WORK REQUIRED
Collect each line of the entries below that contains the string "rock".

DATA LISTING

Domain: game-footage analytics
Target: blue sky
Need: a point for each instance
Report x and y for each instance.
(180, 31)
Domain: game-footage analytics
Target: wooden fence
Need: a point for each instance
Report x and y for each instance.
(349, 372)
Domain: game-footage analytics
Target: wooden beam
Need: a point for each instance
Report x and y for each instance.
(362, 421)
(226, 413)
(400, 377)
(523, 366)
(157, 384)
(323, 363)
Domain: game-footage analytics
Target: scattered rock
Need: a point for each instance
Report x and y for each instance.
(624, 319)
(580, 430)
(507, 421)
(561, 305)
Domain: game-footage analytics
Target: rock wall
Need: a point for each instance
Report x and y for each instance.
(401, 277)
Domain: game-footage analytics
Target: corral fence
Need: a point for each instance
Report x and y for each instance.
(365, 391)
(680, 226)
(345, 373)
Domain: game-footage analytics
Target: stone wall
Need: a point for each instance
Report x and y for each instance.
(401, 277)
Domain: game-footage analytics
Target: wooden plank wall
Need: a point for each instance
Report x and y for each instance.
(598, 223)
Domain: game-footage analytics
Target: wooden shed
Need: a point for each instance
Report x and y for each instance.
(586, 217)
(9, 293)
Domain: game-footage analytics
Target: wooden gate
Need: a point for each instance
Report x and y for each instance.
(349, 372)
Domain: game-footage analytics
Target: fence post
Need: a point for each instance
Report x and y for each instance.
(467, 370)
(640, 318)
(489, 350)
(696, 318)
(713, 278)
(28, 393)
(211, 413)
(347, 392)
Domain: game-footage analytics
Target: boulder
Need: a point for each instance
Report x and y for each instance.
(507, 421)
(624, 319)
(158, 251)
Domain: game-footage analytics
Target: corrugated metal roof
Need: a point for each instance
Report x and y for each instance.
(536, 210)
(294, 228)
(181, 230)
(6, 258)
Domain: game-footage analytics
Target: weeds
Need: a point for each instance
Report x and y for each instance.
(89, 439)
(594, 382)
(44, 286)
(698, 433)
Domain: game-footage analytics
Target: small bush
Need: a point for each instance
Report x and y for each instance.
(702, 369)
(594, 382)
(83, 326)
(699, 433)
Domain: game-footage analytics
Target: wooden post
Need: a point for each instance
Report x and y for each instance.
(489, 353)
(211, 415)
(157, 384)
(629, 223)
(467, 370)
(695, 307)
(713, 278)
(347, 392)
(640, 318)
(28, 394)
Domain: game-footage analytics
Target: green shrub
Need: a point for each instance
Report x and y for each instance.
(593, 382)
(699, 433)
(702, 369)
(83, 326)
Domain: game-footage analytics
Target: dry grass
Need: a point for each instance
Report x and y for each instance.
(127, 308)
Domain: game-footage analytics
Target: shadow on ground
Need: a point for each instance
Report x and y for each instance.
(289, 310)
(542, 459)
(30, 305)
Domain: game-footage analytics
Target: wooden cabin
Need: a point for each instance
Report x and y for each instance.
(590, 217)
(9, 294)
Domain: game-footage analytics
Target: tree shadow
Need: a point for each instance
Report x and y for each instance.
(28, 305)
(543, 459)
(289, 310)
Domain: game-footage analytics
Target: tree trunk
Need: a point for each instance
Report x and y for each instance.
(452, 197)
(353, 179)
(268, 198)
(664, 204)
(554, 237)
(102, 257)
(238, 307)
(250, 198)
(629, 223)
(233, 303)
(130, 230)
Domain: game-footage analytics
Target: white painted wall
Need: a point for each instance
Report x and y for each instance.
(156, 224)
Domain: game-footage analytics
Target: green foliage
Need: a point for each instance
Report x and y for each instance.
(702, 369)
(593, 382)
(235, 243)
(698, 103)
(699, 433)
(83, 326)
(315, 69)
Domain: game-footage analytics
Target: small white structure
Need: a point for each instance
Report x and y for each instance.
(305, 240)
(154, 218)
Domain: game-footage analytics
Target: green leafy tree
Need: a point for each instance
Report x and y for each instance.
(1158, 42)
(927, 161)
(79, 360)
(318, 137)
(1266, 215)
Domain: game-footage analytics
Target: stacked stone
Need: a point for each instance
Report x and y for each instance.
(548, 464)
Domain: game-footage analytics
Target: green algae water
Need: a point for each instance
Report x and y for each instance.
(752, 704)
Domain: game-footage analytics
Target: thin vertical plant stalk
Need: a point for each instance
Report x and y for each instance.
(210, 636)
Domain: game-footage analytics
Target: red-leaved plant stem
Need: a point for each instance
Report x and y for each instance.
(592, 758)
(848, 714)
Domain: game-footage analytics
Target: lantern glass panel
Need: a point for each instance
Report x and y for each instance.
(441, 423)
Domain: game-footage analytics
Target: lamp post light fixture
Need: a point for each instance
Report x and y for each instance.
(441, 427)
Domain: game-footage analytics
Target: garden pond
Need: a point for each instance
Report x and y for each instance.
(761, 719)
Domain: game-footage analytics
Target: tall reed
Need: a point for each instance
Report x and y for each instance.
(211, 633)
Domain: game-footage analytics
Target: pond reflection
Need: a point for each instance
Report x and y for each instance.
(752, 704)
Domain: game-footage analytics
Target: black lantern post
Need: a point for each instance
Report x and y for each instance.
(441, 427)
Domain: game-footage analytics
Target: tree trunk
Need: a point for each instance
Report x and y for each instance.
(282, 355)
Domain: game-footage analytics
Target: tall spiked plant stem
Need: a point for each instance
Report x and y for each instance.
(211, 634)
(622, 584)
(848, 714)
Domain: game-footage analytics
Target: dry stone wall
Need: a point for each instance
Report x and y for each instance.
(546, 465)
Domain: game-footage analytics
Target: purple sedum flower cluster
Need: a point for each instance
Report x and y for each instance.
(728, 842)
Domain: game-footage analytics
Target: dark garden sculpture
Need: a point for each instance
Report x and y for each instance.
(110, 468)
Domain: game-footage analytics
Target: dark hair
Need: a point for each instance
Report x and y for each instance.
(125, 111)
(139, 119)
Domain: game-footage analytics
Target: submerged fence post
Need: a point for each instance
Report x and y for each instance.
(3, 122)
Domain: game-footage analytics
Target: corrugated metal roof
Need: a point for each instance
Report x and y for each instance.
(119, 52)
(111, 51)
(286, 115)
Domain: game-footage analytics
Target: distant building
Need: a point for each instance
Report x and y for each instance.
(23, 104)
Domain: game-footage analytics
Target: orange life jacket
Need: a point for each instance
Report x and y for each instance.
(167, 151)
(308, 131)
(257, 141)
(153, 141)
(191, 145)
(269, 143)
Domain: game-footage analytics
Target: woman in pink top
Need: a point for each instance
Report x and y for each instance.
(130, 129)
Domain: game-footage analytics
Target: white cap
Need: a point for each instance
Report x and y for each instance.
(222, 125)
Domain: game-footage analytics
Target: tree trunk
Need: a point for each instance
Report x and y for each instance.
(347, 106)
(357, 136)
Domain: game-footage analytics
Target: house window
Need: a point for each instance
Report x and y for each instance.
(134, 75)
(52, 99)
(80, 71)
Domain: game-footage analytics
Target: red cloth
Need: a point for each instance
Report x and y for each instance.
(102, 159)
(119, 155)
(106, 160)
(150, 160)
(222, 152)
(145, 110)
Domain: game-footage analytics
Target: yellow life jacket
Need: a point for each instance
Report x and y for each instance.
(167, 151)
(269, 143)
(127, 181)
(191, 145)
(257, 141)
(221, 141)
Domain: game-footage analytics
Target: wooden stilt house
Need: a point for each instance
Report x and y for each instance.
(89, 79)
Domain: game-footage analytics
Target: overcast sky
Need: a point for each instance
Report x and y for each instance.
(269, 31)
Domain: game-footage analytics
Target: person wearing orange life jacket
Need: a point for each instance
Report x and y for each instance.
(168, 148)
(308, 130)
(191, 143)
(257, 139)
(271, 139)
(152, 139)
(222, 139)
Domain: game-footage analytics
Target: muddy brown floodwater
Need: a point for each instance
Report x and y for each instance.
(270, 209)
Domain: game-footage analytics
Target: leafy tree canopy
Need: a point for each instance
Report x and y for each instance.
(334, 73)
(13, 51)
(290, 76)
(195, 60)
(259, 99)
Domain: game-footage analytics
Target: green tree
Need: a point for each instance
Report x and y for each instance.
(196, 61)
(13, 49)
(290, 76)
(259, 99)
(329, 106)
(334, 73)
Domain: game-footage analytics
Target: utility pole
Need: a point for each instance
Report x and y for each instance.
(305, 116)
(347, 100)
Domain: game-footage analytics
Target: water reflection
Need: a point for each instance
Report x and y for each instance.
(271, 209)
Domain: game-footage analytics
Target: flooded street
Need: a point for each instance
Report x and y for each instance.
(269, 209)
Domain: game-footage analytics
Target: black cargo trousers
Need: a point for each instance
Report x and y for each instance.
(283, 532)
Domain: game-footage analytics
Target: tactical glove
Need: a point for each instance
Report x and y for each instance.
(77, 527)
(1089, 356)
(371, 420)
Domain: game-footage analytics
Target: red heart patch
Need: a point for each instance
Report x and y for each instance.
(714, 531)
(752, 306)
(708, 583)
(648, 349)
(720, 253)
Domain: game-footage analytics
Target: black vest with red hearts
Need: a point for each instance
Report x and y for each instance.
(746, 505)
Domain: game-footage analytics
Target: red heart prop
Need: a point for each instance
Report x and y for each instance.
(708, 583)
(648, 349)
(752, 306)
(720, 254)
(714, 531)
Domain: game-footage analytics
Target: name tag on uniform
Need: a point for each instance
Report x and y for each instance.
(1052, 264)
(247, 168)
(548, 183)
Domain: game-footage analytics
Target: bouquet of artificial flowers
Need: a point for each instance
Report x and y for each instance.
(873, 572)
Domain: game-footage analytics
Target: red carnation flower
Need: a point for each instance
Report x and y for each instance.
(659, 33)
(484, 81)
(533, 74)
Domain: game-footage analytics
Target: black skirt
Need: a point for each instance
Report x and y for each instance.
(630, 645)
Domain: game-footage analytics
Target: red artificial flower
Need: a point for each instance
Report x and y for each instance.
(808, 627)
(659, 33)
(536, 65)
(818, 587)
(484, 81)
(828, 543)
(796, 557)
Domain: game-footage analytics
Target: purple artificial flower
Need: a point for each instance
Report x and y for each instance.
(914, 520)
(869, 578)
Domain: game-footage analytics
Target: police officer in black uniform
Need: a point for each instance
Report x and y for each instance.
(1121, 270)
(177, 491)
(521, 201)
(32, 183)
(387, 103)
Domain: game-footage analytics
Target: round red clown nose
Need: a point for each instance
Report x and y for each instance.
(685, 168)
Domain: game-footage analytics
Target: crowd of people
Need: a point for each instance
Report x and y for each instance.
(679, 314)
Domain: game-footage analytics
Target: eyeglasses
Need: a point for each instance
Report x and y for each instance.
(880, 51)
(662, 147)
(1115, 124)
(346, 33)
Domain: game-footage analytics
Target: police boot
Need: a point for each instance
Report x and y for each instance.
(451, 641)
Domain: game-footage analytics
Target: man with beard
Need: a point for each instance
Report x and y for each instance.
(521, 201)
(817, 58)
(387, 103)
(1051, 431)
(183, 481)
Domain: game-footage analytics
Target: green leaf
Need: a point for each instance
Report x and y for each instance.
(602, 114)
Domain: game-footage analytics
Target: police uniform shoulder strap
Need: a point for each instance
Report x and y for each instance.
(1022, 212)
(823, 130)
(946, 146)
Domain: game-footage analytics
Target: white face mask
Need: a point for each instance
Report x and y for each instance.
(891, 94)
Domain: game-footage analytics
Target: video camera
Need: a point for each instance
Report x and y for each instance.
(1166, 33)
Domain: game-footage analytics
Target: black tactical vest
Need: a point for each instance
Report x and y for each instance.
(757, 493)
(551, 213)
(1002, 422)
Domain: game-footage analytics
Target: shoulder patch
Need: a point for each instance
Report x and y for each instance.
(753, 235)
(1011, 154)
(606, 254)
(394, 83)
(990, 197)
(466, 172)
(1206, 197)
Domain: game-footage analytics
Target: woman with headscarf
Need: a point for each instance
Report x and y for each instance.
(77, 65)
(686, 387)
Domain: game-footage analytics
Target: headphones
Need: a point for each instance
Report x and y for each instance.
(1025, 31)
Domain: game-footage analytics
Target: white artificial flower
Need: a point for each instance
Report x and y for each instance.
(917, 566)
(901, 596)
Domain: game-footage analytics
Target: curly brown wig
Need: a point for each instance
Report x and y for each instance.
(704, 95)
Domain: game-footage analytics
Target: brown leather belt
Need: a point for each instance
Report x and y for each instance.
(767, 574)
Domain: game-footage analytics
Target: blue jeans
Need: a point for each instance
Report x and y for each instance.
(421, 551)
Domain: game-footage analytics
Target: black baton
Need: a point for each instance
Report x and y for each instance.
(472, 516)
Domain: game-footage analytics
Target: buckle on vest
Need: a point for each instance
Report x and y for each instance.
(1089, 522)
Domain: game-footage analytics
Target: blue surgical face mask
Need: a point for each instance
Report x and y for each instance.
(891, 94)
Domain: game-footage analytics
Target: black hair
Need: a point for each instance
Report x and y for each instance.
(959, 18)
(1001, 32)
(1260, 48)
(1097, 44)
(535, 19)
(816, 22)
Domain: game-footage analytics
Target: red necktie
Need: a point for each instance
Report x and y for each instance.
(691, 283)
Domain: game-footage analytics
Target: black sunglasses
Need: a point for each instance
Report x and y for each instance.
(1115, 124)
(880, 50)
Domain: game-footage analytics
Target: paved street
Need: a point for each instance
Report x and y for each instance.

EXERCISE SOLUTION
Target: scattered rock
Target: rock wall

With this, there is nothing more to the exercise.